::: Passage to read

Sources of Corporate Risk

  • Corporate risk refers to the exposure of a company's earnings, cash flows, or market value to uncertain external factors or events.
  • Risk is the uncertainty of outcomes, often measured by standard deviation.

Types of Corporate Risks

  • Market risks: price movements in financial markets, including interest rate, exchange rate, and commodity price risks.
  • Commercial (or operational) risks: inherent in the operations of the firm, subject to management's control or influence.
  • External event risks: not firm-specific, stemming from non-market events such as natural catastrophes or changes in tax or regulatory policies.

Risk Management

  • Risk management aims to reduce uncertainty associated with future outcomes, ideally removing bad outcomes without affecting good outcomes.
  • The risk management process involves risk identification, risk assessment, selection of appropriate risk management techniques, and implementation and monitoring.

Why Do Firms Manage Risks?

  • According to M-M's "Irrelevance" Theorem, in perfect markets, risk management does not affect firm value.
  • However, risk management can add value through cash flow effects, WACC effects, non-linearity of taxes, bankruptcy costs, avoiding underinvestment, and managerial concerns.

Does Risk Management Add Value?

  • Risk management can increase firm value by:
    • Reducing volatility of taxable income, leading to lower expected taxes.
    • Lowering the probability of going bankrupt.
    • Avoiding underinvestment by reducing the need for costly outside financing.
    • Allowing firms to continue investing in value-enhancing projects.
    • Addressing managerial self-interest and better monitoring.

::::::
::: Exercise data

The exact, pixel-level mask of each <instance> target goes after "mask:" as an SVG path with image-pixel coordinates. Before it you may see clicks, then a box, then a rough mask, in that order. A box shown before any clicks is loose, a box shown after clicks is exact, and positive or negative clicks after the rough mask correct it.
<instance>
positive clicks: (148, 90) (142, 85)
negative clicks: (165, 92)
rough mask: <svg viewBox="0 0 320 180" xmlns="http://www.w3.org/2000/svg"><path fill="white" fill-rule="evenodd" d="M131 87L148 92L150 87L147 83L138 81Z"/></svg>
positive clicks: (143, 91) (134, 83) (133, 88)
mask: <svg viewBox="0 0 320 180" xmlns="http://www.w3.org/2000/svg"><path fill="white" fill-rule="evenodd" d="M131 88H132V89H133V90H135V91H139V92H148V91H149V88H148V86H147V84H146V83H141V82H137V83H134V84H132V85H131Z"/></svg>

::::::

From the text on corporate risk, extract the passage starting at "Sources of Corporate" and ending at "by standard deviation.". Rely only on the text about corporate risk.

Completed exercise>
Sources of Corporate Risk

  • Corporate risk refers to the exposure of a company's earnings, cash flows, or market value to uncertain external factors or events.
  • Risk is the uncertainty of outcomes, often measured by standard deviation.